■ Teks Bacaan:
Karet Petani di Sumsel "Pindah Harga", Ini yang Dilakukan Disbun

Pemerintah Provinsi (Pemprov) Sumatera Selatan (Sumsel) melalui Dinas Perkebunan (Disbun) Provinsi Sumsel terus berupaya meningkatkan harga dan mutu karet yang dihasilkan para petani di Sumsel.


Salah satunya dengan membentuk Unit Pengolahan dan Pemasaran Bokar (UPPB) yang terbukti mampu menjadi lokomotif peningkatan pendapatan di masa pandemi Covid-19 ini.

"Dimana harga yang dijual melalui UPPB ada peningkatan Rp2.000 - Rp3.000 per kilogram (kg) dibandingkan dengan harga di tingkat pengepul atau tengkulak," kata Kepala Disbun Sumsel melalui Kepala Bidang Pengolahan dan Pemasaran Hasil, Rudi Arpian kepada wartawan, Senin (3/8/2020).

Ditambahkannya, Provinsi Sumsel merupakan penghasil karet terbesar di Indonesia, dengan luas areal 1.307.011 hektare (ha) dan produksi 1.082.617 ton karet kering yang diusahakan oleh 576.139 Kepala Keluarga (KK) dan hampir 95 persen diusahakan oleh perkebunan rakyat.

"Dimana kondisi harga karet saat ini bukan lagi turun, tetapi “pindah harga” karena sangat anjlok," imbuhnya.

Masih menurut Rudi Arpian, mengingat penghasil utama karet adalah perkebunan rakyat, harus ada upaya untuk membina petani karet agar produktivitas dan mutu karet tinggi, salah satu alternatifnya adalah memberdayakan petani ke dalam kelompok UPPB (Unit Pengolahan dan Pemasaran Hasil).

■ Cuplikan Item:
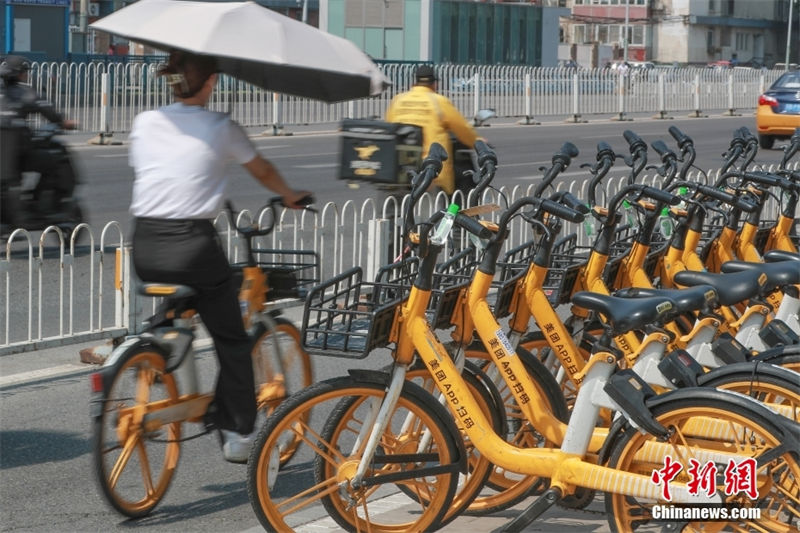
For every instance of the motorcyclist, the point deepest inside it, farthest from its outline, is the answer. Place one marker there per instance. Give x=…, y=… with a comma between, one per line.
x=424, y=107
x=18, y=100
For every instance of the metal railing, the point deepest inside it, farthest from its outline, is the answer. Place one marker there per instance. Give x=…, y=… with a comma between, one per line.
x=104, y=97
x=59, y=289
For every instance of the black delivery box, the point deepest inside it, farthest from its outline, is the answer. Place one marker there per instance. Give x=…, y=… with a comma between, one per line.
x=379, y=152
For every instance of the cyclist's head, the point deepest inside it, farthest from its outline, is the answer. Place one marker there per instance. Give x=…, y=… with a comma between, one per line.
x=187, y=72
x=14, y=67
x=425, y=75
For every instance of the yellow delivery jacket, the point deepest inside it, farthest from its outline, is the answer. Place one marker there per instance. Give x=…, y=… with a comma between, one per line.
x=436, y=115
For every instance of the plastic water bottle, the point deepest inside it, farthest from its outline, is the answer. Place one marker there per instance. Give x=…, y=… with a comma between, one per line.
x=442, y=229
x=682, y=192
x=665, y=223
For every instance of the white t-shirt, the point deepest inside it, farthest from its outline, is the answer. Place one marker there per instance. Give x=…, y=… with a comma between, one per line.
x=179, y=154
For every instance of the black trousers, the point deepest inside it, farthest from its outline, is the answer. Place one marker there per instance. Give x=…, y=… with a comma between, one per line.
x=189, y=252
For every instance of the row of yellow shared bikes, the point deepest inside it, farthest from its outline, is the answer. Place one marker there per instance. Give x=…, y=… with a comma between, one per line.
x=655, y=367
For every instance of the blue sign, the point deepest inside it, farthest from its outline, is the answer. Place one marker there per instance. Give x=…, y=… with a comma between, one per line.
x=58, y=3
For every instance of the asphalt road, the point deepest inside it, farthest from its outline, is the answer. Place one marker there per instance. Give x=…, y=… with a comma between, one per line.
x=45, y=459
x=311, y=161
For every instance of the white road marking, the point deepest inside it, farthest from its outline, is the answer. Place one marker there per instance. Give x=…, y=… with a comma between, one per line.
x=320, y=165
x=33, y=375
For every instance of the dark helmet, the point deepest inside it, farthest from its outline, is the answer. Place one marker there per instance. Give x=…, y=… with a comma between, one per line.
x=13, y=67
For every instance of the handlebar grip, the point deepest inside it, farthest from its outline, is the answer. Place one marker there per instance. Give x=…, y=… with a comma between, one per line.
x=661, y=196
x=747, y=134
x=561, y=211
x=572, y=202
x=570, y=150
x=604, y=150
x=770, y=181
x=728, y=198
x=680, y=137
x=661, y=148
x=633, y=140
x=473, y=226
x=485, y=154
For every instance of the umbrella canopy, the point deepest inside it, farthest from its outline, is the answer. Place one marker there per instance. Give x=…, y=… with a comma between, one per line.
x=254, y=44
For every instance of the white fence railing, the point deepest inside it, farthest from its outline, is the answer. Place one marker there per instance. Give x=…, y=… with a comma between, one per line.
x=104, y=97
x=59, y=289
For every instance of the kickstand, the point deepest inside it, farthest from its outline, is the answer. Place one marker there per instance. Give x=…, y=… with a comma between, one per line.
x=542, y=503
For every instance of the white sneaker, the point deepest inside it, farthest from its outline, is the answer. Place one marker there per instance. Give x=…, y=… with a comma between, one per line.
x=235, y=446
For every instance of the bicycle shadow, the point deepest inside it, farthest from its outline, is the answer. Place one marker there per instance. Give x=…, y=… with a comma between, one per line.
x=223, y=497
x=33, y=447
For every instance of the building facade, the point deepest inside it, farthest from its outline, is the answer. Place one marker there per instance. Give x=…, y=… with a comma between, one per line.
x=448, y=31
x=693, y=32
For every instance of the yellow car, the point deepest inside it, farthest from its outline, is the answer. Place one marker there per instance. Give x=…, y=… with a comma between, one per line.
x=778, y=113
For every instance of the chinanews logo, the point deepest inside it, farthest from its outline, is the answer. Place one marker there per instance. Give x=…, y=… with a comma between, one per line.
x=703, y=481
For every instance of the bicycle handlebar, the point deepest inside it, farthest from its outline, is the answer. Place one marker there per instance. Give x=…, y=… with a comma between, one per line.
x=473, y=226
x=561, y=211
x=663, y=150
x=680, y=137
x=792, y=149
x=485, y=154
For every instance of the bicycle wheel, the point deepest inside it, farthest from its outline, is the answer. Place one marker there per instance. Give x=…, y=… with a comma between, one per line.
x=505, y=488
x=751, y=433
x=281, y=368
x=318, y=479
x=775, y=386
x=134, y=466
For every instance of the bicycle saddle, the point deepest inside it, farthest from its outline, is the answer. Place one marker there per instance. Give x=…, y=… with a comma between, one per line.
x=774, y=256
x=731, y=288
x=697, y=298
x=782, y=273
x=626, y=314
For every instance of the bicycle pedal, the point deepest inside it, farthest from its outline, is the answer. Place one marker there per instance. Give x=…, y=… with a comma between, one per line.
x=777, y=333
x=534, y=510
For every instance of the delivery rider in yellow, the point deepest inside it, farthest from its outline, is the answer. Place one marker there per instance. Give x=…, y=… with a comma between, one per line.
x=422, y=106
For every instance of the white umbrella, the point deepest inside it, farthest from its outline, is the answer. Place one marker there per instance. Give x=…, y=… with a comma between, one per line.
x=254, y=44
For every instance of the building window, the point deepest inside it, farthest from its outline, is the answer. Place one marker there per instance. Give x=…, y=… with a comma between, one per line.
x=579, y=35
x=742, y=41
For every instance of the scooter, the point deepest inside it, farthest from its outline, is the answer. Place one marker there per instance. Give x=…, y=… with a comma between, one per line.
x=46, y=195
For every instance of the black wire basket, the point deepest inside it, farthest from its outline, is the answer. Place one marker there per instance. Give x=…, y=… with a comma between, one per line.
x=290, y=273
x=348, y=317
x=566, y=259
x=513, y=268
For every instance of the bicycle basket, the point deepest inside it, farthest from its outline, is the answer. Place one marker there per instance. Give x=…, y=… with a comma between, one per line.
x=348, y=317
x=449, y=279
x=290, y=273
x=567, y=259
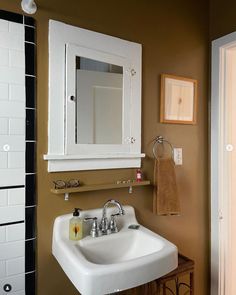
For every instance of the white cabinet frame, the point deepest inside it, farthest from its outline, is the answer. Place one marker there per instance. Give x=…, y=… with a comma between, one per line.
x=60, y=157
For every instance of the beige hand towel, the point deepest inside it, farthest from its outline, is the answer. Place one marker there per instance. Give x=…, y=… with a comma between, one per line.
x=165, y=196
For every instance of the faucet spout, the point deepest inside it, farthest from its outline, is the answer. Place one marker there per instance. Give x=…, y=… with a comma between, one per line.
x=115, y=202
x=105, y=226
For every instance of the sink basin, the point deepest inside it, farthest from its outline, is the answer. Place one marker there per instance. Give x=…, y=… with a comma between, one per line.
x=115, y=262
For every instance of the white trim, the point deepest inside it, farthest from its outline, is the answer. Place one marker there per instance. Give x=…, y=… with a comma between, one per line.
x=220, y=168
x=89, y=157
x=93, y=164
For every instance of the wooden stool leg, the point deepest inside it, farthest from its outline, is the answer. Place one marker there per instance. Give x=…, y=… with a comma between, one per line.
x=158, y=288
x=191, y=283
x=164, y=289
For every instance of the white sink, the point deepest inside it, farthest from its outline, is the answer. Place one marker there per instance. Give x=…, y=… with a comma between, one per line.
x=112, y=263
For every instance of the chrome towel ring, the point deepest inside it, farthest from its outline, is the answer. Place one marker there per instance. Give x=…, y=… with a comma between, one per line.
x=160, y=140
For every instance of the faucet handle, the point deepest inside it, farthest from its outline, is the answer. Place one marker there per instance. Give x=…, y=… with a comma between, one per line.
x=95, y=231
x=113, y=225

■ Yang Dikerjakan:
A - Dalam teks bacaan tentang harga karet, berapa selisih harga karet yang dijual lewat UPPB dengan harga di tingkat pengepul atau tengkulak?
B - Kutip dari teks bacaan tentang harga karet bagian yang dimulai dengan "Salah satunya dengan" dan berlanjut sampai "wartawan, Senin (3/8/2020).".

■ Jawaban Latihan:
A - Harga lewat UPPB lebih tinggi Rp2.000 - Rp3.000 per kilogram.

B -
Salah satunya dengan membentuk Unit Pengolahan dan Pemasaran Bokar (UPPB) yang terbukti mampu menjadi lokomotif peningkatan pendapatan di masa pandemi Covid-19 ini.

"Dimana harga yang dijual melalui UPPB ada peningkatan Rp2.000 - Rp3.000 per kilogram (kg) dibandingkan dengan harga di tingkat pengepul atau tengkulak," kata Kepala Disbun Sumsel melalui Kepala Bidang Pengolahan dan Pemasaran Hasil, Rudi Arpian kepada wartawan, Senin (3/8/2020).